▸ **作業指示**
リストの冒頭から「positive clicks: (80, 185)」を含む行までを、列「番号」と「行」を持つ Markdown の表として示してください。空行と画像は表に含めないでください。

■ ■ ■ ■ ■

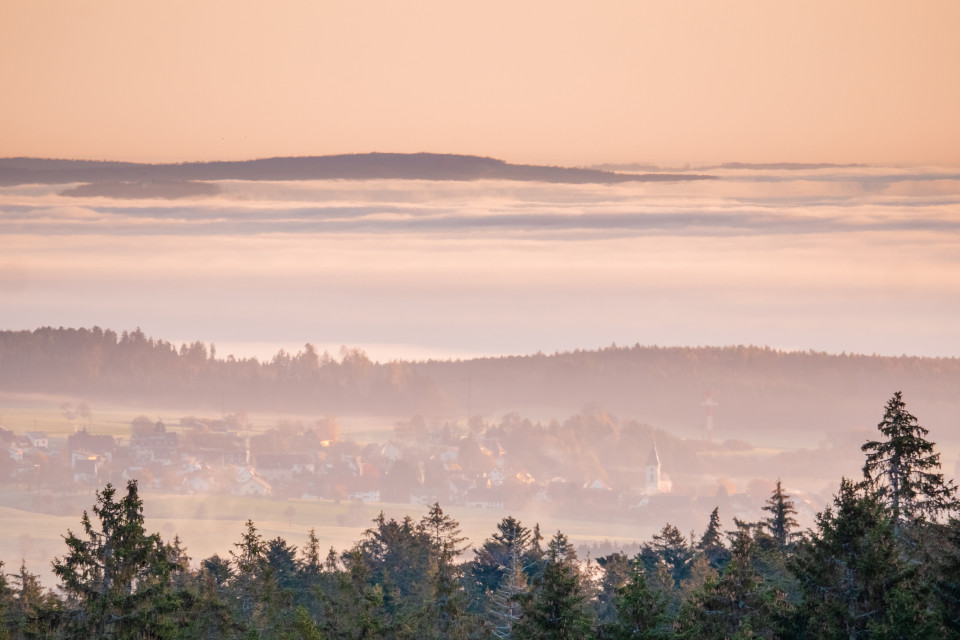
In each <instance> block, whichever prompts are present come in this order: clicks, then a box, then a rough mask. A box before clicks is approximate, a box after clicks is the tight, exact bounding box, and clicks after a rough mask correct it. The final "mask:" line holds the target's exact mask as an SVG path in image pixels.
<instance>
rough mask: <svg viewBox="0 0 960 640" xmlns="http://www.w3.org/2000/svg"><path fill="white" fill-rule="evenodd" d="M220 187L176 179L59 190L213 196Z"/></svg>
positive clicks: (80, 185) (150, 194) (70, 192)
mask: <svg viewBox="0 0 960 640" xmlns="http://www.w3.org/2000/svg"><path fill="white" fill-rule="evenodd" d="M218 193H220V187H219V186H217V185H215V184H210V183H209V182H196V181H193V180H177V181H174V182H152V181H146V182H94V183H87V184H81V185H79V186H76V187H72V188H70V189H64V190H63V191H61V192H60V195H62V196H73V197H77V198H90V197H95V196H101V197H105V198H123V199H125V200H126V199H131V198H165V199H176V198H196V197H202V196H215V195H217V194H218Z"/></svg>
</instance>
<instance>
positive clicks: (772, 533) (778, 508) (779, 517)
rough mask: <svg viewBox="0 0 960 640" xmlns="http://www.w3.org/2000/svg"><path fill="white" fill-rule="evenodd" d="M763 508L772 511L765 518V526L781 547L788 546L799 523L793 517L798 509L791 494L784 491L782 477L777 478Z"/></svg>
mask: <svg viewBox="0 0 960 640" xmlns="http://www.w3.org/2000/svg"><path fill="white" fill-rule="evenodd" d="M763 510H764V511H767V512H769V513H770V517H769V518H766V519H765V520H763V522H762V524H763V526H764V527H766V529H767V531H768V532H769V533H770V535H771V536H772V537H773V539H774V541H775V542H776V543H777V545H778V546H779V547H780V548H781V549H784V548H786V546H787V544H788V543H789V542H790V538H791V537H792V535H793V530H794V529H796V528H797V527H798V526H799V524H798V523H797V521H796V519H795V518H794V517H793V516H795V515H797V510H796V509H795V508H794V505H793V501H792V500H791V499H790V496H789V495H788V494H786V493H784V492H783V486H782V485H781V484H780V478H777V487H776V489H774V490H773V494H771V496H770V497H769V498H768V499H767V504H766V505H765V506H764V507H763Z"/></svg>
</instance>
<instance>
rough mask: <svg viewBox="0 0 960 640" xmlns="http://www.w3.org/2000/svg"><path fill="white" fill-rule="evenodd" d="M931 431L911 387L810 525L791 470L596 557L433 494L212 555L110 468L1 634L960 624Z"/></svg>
mask: <svg viewBox="0 0 960 640" xmlns="http://www.w3.org/2000/svg"><path fill="white" fill-rule="evenodd" d="M928 435H929V432H928V430H927V429H926V428H924V427H923V426H921V425H920V423H919V420H918V419H917V418H916V417H915V416H913V415H912V414H911V413H910V411H908V409H907V405H906V402H905V400H904V397H903V395H902V394H901V393H900V392H897V393H896V394H894V395H893V397H891V398H890V399H889V400H888V401H887V403H886V406H885V407H884V411H883V418H882V420H881V422H880V423H879V424H878V428H877V431H876V432H874V433H873V434H872V435H871V437H870V439H868V440H867V441H866V442H864V443H863V444H862V447H861V449H862V453H863V466H862V475H861V476H860V477H857V478H844V479H842V481H841V482H840V487H839V490H838V491H837V492H836V495H835V496H834V497H833V501H832V504H831V505H830V506H829V507H827V508H825V509H824V510H823V511H822V512H820V513H819V514H818V515H817V517H816V521H815V526H814V527H812V528H811V529H809V530H806V531H801V530H799V527H798V526H797V521H796V519H795V517H794V516H795V515H796V510H795V508H794V503H793V500H792V499H791V496H790V495H788V494H787V493H786V492H785V491H784V489H783V487H782V483H781V482H779V481H778V482H777V483H776V485H775V486H773V487H771V488H770V494H769V498H768V499H767V501H766V504H765V506H764V510H763V511H764V517H762V518H761V519H759V520H757V521H753V522H747V521H743V520H740V519H737V518H736V517H731V516H730V515H729V514H723V513H720V511H719V509H714V510H713V511H712V513H710V514H709V516H708V517H705V518H704V521H703V523H702V526H701V527H700V528H699V529H698V530H696V531H693V532H689V533H687V532H682V531H680V530H679V529H678V528H677V527H675V526H673V525H671V524H669V523H665V524H664V525H663V527H662V529H660V531H659V532H658V533H657V534H655V535H653V536H652V538H651V539H650V540H648V541H646V542H644V543H643V544H642V545H641V546H640V550H639V552H638V553H636V554H633V555H627V554H625V553H622V552H620V553H610V554H608V555H605V556H603V557H597V558H589V557H578V555H577V552H576V551H575V549H574V547H573V546H572V545H571V544H570V542H569V540H568V539H567V537H566V536H565V535H564V533H563V532H562V531H557V532H545V531H541V530H540V527H539V525H538V524H536V523H522V522H520V521H518V520H516V519H515V518H513V517H505V518H503V519H502V520H501V521H500V522H498V523H496V524H495V525H494V526H492V527H491V533H490V535H489V536H488V537H487V538H486V539H485V540H482V541H468V540H466V539H465V537H464V536H463V535H462V534H461V533H460V527H459V524H458V523H457V522H456V521H455V520H454V519H453V518H451V517H450V516H449V515H447V514H445V513H444V511H443V508H442V507H441V506H440V505H439V504H434V505H433V506H432V507H431V508H430V510H429V511H428V513H427V514H426V515H425V516H424V517H422V518H421V519H420V520H418V521H415V520H414V519H412V518H410V517H406V518H402V519H399V520H396V519H387V518H386V517H384V516H383V515H381V516H379V517H377V518H376V519H375V520H374V521H373V522H372V524H371V526H370V527H369V528H368V529H367V530H366V532H365V533H364V534H363V536H362V538H361V539H360V540H358V541H357V542H356V543H355V544H354V545H353V546H352V547H351V548H348V549H345V550H336V549H333V548H331V549H329V551H327V550H325V549H324V548H323V547H322V545H321V541H320V540H319V539H317V537H316V536H315V535H314V534H313V532H312V531H311V534H310V536H309V538H308V542H307V544H305V545H303V548H296V547H294V546H292V545H290V544H288V543H287V542H286V541H285V540H284V539H282V538H281V537H277V538H274V539H265V538H264V537H263V535H261V533H260V532H259V531H258V529H257V525H256V523H255V522H253V521H248V522H247V523H246V527H245V529H244V530H242V531H239V532H237V533H236V542H234V543H233V544H232V546H231V547H229V548H226V549H224V550H223V552H222V553H219V554H215V555H213V556H210V557H207V558H203V559H199V560H196V559H191V558H190V557H189V554H188V551H189V550H188V549H185V548H184V547H183V545H182V544H181V542H180V540H179V538H177V537H174V538H173V539H172V540H164V539H162V538H161V536H160V535H159V534H157V533H149V532H148V531H147V530H146V529H145V527H144V519H143V501H142V499H141V498H140V495H139V492H138V485H137V482H136V481H135V480H133V481H130V482H128V483H127V485H126V488H125V490H121V489H119V488H118V487H114V486H113V485H107V486H105V487H104V488H103V489H102V490H100V491H97V492H96V497H95V504H94V505H93V508H92V510H91V512H90V513H87V512H84V515H83V517H82V518H81V521H80V523H79V527H78V528H77V529H75V530H71V531H68V532H67V533H66V534H65V536H64V542H65V548H64V549H63V552H62V555H59V556H57V557H56V558H54V559H53V560H52V567H53V572H54V574H55V575H56V577H57V579H58V585H57V589H56V590H49V589H46V588H44V586H43V585H42V584H40V580H39V578H38V577H37V575H36V574H33V573H31V571H30V569H29V568H28V567H26V566H25V565H22V566H20V567H19V568H17V567H3V571H2V572H0V637H3V638H16V639H20V638H76V637H83V638H263V639H266V638H277V639H280V638H314V639H316V638H518V639H531V638H553V639H564V638H617V639H619V638H624V639H625V638H932V637H941V638H954V637H960V520H958V519H957V515H958V509H960V502H958V499H957V488H956V486H955V485H954V484H953V483H952V482H950V481H947V480H945V479H944V476H943V474H942V473H941V472H940V454H939V453H938V452H937V451H936V448H935V445H934V443H933V442H931V441H930V440H928V438H927V436H928Z"/></svg>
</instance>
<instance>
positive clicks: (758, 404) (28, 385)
mask: <svg viewBox="0 0 960 640" xmlns="http://www.w3.org/2000/svg"><path fill="white" fill-rule="evenodd" d="M958 383H960V358H916V357H906V356H904V357H897V358H893V357H880V356H868V355H852V354H841V355H830V354H825V353H814V352H782V351H776V350H774V349H769V348H761V347H746V346H739V347H700V348H682V347H676V348H667V347H655V346H642V345H639V344H638V345H633V346H627V347H618V346H611V347H607V348H603V349H598V350H593V351H589V350H576V351H572V352H567V353H555V354H542V353H539V354H533V355H527V356H513V357H498V358H478V359H471V360H462V361H459V360H458V361H430V362H390V363H376V362H372V361H370V359H369V358H367V356H366V355H365V354H364V353H363V352H362V351H358V350H344V351H343V352H342V353H340V354H336V357H334V356H331V355H330V354H327V353H318V352H317V350H316V349H315V348H314V347H313V346H311V345H309V344H308V345H304V347H303V348H302V349H301V350H300V351H298V352H297V353H295V354H293V353H287V352H285V351H280V352H278V353H277V354H275V355H274V357H272V358H271V359H270V360H269V361H258V360H256V359H252V358H248V359H237V358H233V357H230V356H227V355H225V354H218V353H217V352H216V349H215V348H214V346H213V345H206V344H204V343H202V342H193V343H191V344H181V345H179V346H178V345H174V344H172V343H170V342H167V341H164V340H157V339H154V338H151V337H148V336H146V335H145V334H144V333H143V332H142V331H140V330H139V329H138V330H136V331H131V332H122V333H117V332H114V331H111V330H109V329H100V328H99V327H93V328H92V329H69V328H51V327H44V328H40V329H36V330H34V331H0V384H2V385H3V388H4V389H6V390H8V391H28V392H43V393H62V394H73V395H75V396H79V397H82V398H84V399H85V400H87V401H88V402H93V401H95V400H98V399H106V400H110V401H111V402H116V401H118V400H127V401H130V402H137V403H139V404H141V405H152V406H163V405H164V404H166V405H168V406H177V407H183V406H187V405H189V406H192V407H196V408H209V409H221V408H225V409H226V410H228V411H234V410H237V409H246V410H248V411H250V410H255V409H260V408H271V409H272V408H284V409H289V410H303V411H319V412H322V413H325V414H331V413H334V414H342V413H358V412H362V413H365V414H367V415H377V414H379V415H390V416H397V415H411V416H412V415H416V414H422V415H424V416H439V417H446V416H450V415H455V414H462V412H464V411H468V410H469V411H471V412H473V413H477V414H480V415H489V414H490V413H491V412H499V411H502V410H504V409H506V408H511V409H515V410H518V411H525V410H526V409H530V408H534V407H536V408H542V407H551V408H553V409H554V411H563V412H567V411H569V412H573V411H578V410H579V409H580V408H581V407H583V406H584V405H585V404H588V403H597V404H599V405H600V406H603V407H604V408H605V409H607V410H608V411H610V412H612V413H615V414H618V415H630V416H636V417H638V418H639V419H641V420H643V421H645V422H648V423H651V424H664V425H665V424H678V423H682V424H688V425H697V424H702V422H703V418H704V416H703V407H702V406H701V404H700V403H701V402H702V401H703V399H704V394H705V393H706V392H707V391H708V390H713V391H714V392H715V394H716V396H717V398H718V400H719V403H720V408H719V409H718V414H719V415H718V424H724V423H725V424H737V425H740V426H742V427H744V428H755V429H761V428H762V429H766V428H768V427H769V426H770V425H772V424H775V425H778V427H780V428H782V429H793V428H804V429H806V428H808V427H809V424H808V423H807V416H806V415H805V414H804V413H803V412H802V411H797V410H796V408H797V407H799V406H815V405H819V404H822V403H824V402H829V404H830V406H831V412H830V414H829V415H825V416H822V420H823V421H824V424H823V428H824V429H830V428H833V427H840V428H843V427H846V426H849V425H852V424H863V423H864V420H867V419H869V418H870V417H871V416H870V413H869V412H868V411H866V410H865V408H866V407H868V406H870V405H871V404H872V403H873V402H875V401H876V400H875V398H876V395H875V394H876V393H878V392H879V390H883V391H884V392H885V390H887V389H889V388H891V386H893V385H903V386H906V387H907V388H908V389H909V390H910V392H911V394H912V397H913V398H914V400H915V401H923V402H924V404H925V407H926V408H925V411H927V412H928V415H930V416H932V417H933V419H935V420H936V421H938V422H945V421H946V420H948V419H952V416H950V415H949V412H950V411H952V410H953V407H954V406H955V389H956V388H957V385H958ZM928 419H929V418H928Z"/></svg>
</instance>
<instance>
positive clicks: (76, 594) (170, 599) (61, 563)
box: [53, 480, 183, 638]
mask: <svg viewBox="0 0 960 640" xmlns="http://www.w3.org/2000/svg"><path fill="white" fill-rule="evenodd" d="M96 495H97V503H96V505H94V507H93V514H94V516H95V517H96V518H97V520H98V524H97V526H94V523H93V522H92V521H91V518H90V516H89V515H88V514H87V512H84V513H83V517H82V519H81V523H82V526H83V534H82V536H83V537H78V536H77V535H75V534H74V533H73V532H72V531H69V532H68V535H67V536H66V537H65V542H66V544H67V554H66V555H65V556H63V557H62V558H56V559H55V560H54V561H53V572H54V574H55V575H56V576H57V577H58V578H59V579H60V587H61V589H62V590H63V592H64V593H65V594H66V595H67V596H68V598H69V604H70V605H71V606H72V612H71V615H70V617H69V619H68V623H67V626H68V628H69V629H70V630H71V631H72V632H73V633H76V634H79V635H82V636H84V637H87V638H134V637H136V638H140V637H144V635H146V636H148V637H152V636H156V635H159V634H160V633H162V629H163V628H164V626H165V625H166V624H168V622H169V621H168V619H167V618H166V616H165V614H167V613H169V612H170V611H171V610H173V609H175V608H176V606H177V605H176V603H175V602H174V601H173V600H172V599H171V598H170V597H169V580H170V574H171V573H172V572H174V571H180V570H182V569H183V568H182V567H180V566H178V565H177V564H176V563H175V562H174V561H172V559H171V553H170V549H169V546H168V545H166V544H164V543H163V541H162V540H161V539H160V535H159V534H156V533H154V534H147V533H146V531H145V530H144V526H143V502H142V501H141V500H140V497H139V495H138V492H137V482H136V480H131V481H130V482H129V483H127V494H126V495H125V496H124V497H123V498H121V499H120V500H119V501H117V500H116V499H115V495H116V489H115V488H114V487H113V485H111V484H107V485H106V487H104V489H103V490H102V491H98V492H97V494H96Z"/></svg>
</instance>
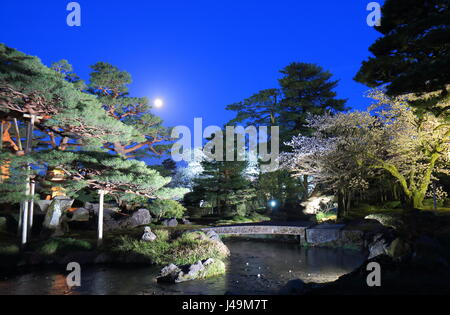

■ ■ ■ ■ ■

▸ **解答**
| 番号 | 行 |
|---|---|
| 1 | In each <instance> block, whichever prompts are present come in this order: clicks, then a box, then a rough mask. A box before clicks is approximate, a box after clicks is the tight, exact bounding box, and clicks after a rough mask correct it. The final "mask:" line holds the target's exact mask as an SVG path in image pixels. |
| 2 | <instance> |
| 3 | rough mask: <svg viewBox="0 0 960 640" xmlns="http://www.w3.org/2000/svg"><path fill="white" fill-rule="evenodd" d="M220 187L176 179L59 190L213 196Z"/></svg> |
| 4 | positive clicks: (80, 185) (150, 194) (70, 192) |